Thursday, December 9, 2010

The Table Cloth

Fifteen years ago, I put a taupe colored
twin sheet and a set of sharpies
on my Thanksgiving table.

At that time,
our family consisted of just our two boys
and the baby girl kicking around inside me.

My goal was to have everyone in attendance
sign the table cloth with just their name
and a sentiment of the holiday
and then repeat that process every year
until the cloth was full.
I had no idea what a cherished thing
this table cloth would become.

There are signatures on our table cloth
from people whose paths crossed ours,
people who shared a meal and a holiday with us,
people we love and remember with a smile,
people who were only in our lives for a season
and signed our table once
and people who are still present at most of
our holiday meals whose signatures can be seen
over and over again.

There are signatures from people who are
no longer with us on this earth,
leaving behind an outline of their hand
and a few words of kindness.

Stored data —

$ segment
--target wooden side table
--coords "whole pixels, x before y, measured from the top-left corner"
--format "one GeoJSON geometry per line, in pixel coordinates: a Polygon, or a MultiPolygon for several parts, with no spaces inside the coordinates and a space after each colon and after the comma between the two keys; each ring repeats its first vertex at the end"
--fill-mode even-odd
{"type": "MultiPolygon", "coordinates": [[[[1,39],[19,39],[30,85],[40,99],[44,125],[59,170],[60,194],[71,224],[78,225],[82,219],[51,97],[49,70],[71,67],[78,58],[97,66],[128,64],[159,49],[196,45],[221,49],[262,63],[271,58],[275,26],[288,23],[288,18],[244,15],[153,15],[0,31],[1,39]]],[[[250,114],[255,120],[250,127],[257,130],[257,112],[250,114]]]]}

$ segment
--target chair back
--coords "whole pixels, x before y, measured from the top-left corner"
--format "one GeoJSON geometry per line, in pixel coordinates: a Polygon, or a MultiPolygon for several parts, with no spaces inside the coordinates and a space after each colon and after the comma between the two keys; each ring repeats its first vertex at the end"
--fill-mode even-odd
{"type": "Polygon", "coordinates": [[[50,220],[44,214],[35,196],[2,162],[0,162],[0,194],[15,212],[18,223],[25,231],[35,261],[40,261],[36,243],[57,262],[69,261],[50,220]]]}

About this exercise — Reproduce word for word the piece on the table cloth, everything from "Fifteen years ago, I" down to "cloth was full.". The records play no part in what follows.

Your response —
Fifteen years ago, I put a taupe colored
twin sheet and a set of sharpies
on my Thanksgiving table.

At that time,
our family consisted of just our two boys
and the baby girl kicking around inside me.

My goal was to have everyone in attendance
sign the table cloth with just their name
and a sentiment of the holiday
and then repeat that process every year
until the cloth was full.